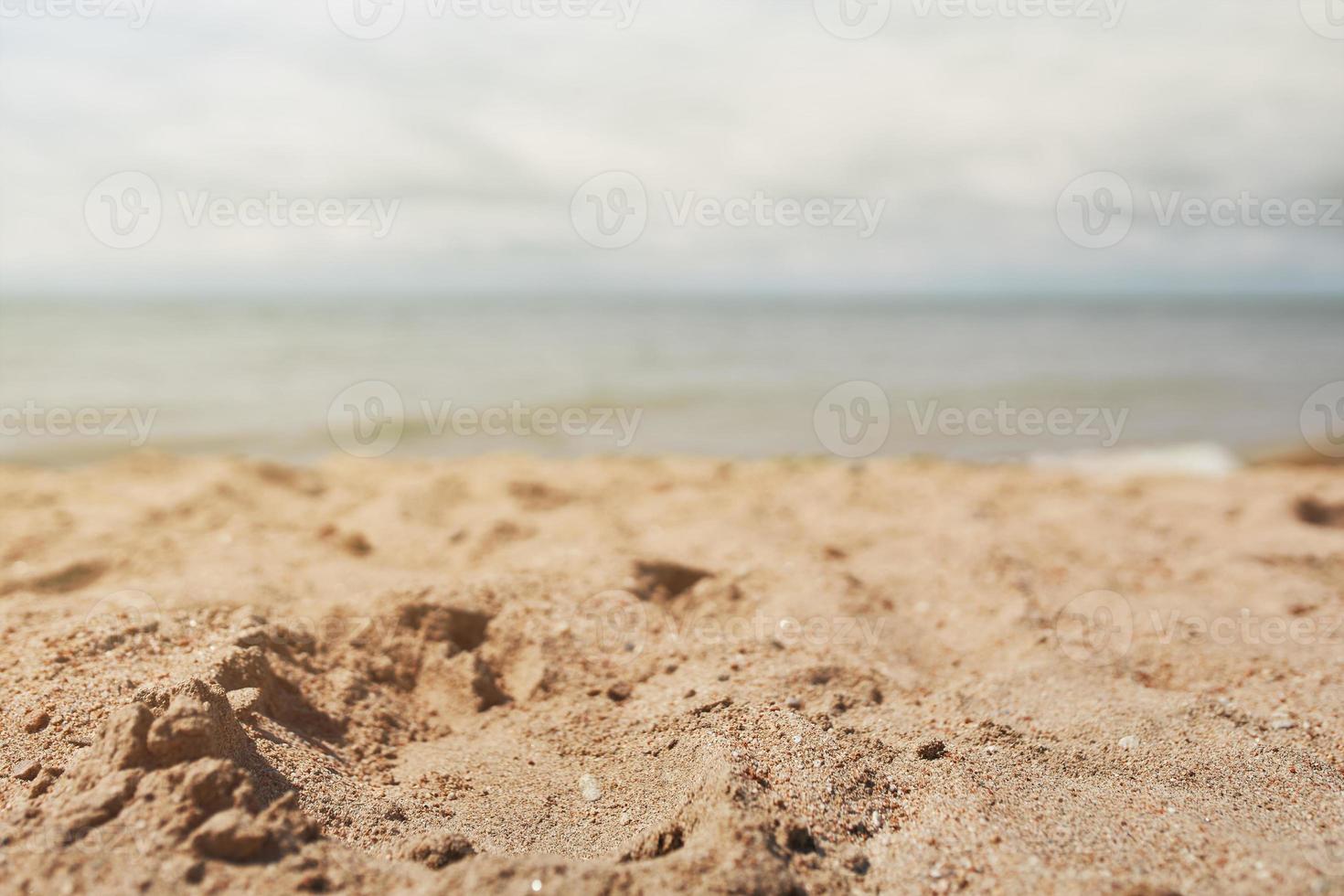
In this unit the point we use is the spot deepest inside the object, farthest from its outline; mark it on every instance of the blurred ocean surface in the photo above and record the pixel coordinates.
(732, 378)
· · ·
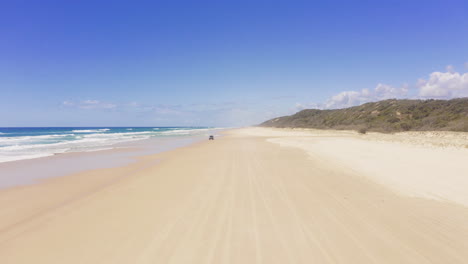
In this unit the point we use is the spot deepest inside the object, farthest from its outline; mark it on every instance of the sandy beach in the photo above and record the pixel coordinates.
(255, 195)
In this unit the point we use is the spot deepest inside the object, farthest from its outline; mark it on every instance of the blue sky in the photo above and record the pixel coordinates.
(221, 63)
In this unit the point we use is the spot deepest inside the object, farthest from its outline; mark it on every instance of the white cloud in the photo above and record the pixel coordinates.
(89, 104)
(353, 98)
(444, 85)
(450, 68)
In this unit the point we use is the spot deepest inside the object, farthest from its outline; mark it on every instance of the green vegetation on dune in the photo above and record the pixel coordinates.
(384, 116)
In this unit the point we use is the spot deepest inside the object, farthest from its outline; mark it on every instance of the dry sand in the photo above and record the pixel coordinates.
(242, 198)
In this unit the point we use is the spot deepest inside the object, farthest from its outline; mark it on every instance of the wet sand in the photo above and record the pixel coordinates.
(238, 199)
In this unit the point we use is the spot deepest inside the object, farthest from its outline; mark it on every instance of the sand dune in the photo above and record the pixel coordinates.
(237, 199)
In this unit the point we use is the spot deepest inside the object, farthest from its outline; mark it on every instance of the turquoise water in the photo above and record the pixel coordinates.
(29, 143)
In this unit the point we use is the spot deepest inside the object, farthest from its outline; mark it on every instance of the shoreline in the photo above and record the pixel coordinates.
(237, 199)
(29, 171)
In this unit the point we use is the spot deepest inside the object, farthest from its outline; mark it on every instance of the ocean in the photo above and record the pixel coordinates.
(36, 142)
· · ·
◆ **Request**: Pick out every line in the rows above that contains the word "dune", and copy each one. Case counts.

◆ **Complete response**:
In this unit the point we use is the spot deepest inside the object, farthest from its outline; mark it on every instance of the green vegetation on dune in the photo above and record the pixel coordinates.
In this unit the point we use is the spot deepest inside the object, farthest from its outline; mark it on every instance of the sand dune in the photo above and record the pixel coordinates.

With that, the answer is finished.